Your answer should be one number: how many lines of the records hold the string "handle".
*** Block opens ***
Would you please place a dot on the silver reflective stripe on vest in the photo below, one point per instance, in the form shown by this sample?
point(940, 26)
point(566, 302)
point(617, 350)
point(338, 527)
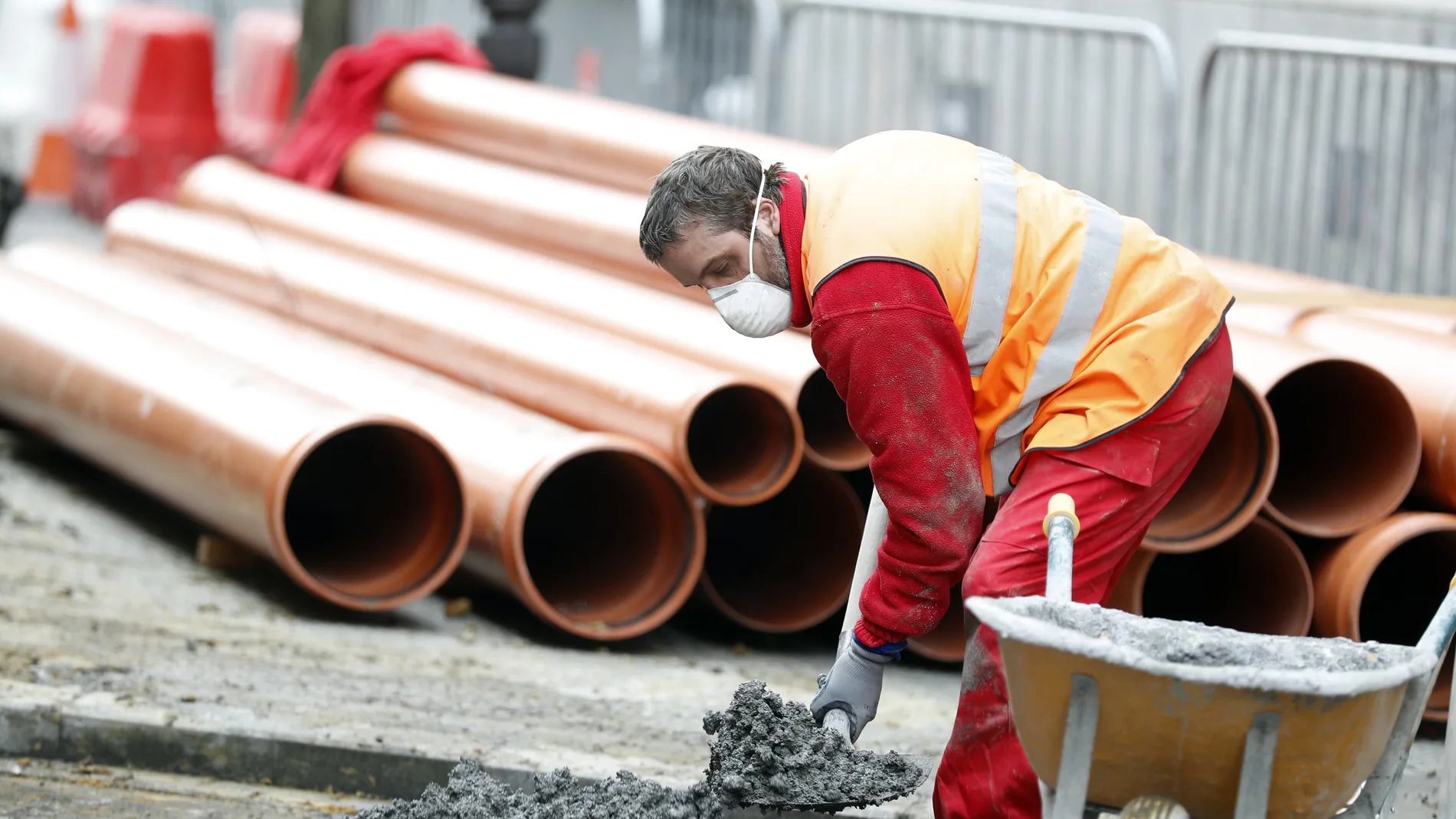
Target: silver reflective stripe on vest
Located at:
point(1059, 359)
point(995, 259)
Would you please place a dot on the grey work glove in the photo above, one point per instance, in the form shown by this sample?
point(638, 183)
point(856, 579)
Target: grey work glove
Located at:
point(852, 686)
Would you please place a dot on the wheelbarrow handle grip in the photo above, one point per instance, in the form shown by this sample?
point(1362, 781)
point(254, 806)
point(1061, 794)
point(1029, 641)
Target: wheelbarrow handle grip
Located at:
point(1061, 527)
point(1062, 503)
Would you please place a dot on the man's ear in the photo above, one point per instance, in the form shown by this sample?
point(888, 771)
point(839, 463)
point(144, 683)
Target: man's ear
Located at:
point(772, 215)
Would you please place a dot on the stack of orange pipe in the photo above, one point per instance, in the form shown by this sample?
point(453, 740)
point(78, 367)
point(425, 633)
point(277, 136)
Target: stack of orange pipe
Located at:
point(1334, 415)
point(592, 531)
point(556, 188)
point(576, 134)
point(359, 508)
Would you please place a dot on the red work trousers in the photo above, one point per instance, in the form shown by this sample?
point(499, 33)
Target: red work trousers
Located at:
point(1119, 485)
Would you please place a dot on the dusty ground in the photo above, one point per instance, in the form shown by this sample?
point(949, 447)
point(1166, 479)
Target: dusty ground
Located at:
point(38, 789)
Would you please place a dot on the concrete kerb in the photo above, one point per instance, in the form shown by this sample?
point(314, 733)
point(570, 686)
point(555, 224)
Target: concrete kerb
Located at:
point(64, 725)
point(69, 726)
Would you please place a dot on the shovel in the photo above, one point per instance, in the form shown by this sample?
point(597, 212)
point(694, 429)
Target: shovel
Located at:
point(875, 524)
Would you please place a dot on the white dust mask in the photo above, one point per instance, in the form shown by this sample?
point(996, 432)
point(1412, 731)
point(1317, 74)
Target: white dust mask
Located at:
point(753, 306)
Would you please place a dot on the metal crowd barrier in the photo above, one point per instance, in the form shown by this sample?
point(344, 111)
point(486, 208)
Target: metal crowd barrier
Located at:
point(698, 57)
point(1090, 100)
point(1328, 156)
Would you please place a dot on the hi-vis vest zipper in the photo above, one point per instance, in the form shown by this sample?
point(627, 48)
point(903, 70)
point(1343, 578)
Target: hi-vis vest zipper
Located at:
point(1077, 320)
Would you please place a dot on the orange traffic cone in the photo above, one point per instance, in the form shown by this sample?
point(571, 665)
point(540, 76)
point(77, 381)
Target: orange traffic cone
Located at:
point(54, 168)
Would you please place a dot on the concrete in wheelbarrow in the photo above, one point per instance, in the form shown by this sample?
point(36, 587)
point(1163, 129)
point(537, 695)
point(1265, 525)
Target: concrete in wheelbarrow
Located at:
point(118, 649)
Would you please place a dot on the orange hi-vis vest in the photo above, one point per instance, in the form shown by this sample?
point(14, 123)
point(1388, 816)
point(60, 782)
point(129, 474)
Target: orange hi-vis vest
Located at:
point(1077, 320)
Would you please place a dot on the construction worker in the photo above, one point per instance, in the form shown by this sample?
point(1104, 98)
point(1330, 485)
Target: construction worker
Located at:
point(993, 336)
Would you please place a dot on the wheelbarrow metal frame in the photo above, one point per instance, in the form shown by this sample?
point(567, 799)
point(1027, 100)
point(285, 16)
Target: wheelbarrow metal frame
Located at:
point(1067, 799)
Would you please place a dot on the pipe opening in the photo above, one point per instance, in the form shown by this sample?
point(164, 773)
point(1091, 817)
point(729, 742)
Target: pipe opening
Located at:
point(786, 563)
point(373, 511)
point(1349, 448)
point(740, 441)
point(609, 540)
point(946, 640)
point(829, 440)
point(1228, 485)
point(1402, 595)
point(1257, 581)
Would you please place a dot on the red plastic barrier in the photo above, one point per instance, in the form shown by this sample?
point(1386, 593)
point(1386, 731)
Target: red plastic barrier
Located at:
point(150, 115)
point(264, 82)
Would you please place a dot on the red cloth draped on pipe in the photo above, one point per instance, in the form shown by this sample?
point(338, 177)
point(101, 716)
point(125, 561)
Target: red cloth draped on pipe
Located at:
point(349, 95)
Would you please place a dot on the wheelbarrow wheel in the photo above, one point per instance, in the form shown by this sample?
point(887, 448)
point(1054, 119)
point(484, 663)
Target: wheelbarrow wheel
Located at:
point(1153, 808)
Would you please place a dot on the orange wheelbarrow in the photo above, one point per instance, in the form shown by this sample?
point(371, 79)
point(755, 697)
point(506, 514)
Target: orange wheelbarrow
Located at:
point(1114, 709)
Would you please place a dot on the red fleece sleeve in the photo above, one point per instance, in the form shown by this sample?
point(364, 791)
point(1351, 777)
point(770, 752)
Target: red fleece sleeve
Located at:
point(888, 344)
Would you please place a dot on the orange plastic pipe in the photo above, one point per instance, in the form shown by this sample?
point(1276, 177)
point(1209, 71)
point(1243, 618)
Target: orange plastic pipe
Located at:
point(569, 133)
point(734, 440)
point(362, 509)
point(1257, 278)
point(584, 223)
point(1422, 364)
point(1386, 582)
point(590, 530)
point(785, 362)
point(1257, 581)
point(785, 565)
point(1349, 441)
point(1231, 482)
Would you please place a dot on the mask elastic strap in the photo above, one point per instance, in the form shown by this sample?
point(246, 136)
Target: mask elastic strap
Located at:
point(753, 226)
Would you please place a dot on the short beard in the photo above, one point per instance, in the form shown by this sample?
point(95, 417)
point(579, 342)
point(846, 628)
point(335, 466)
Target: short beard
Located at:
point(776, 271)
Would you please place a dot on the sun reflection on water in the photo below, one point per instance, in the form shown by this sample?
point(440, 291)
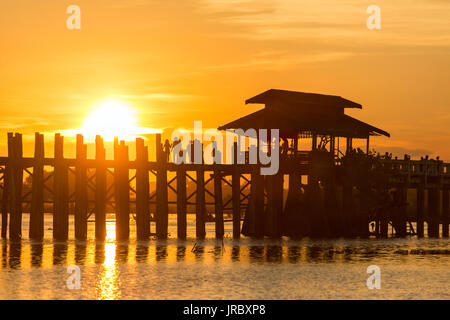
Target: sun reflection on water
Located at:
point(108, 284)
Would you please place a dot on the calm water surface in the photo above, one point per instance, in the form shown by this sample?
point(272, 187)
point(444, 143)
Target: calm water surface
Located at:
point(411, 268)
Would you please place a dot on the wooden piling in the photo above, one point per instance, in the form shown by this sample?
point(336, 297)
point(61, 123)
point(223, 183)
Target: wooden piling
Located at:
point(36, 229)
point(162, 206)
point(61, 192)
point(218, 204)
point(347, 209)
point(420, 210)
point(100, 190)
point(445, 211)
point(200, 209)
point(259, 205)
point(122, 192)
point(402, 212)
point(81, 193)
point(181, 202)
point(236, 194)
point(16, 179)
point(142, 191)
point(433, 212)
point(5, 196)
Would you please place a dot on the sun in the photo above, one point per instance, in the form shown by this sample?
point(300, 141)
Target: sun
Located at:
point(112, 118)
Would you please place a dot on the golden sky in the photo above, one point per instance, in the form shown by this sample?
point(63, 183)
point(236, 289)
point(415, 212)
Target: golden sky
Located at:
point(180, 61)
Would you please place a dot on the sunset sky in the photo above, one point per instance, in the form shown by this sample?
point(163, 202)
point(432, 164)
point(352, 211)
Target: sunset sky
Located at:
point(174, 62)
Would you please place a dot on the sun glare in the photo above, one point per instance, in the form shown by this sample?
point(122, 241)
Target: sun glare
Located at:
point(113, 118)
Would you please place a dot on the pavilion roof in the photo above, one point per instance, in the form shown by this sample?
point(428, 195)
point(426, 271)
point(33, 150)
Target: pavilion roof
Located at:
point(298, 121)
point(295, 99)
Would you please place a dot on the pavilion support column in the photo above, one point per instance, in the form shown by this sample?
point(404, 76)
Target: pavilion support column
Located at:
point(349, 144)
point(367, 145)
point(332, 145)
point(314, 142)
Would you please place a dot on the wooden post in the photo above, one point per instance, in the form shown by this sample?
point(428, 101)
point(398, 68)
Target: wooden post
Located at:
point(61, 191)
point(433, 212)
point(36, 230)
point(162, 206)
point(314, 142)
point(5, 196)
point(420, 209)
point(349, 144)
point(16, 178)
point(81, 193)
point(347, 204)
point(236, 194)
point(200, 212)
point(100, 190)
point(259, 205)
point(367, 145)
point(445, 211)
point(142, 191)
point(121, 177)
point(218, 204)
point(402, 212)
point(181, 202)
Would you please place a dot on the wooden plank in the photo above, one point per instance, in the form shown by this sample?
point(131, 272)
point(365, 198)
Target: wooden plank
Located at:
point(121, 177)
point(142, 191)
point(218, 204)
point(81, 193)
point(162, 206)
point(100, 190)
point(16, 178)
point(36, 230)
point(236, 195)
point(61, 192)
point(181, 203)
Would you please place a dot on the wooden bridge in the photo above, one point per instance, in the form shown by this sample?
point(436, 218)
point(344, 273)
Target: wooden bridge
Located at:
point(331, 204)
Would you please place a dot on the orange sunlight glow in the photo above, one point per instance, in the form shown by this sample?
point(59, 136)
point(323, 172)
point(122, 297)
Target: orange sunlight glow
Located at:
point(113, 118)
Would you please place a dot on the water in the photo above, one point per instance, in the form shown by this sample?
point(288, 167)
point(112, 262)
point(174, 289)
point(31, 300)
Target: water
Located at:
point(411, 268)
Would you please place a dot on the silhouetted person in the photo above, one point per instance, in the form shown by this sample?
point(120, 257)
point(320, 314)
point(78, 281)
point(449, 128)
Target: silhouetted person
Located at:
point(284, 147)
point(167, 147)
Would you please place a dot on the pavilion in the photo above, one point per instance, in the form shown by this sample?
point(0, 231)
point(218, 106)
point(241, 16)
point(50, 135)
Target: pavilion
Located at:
*** Block closes ***
Problem solution
2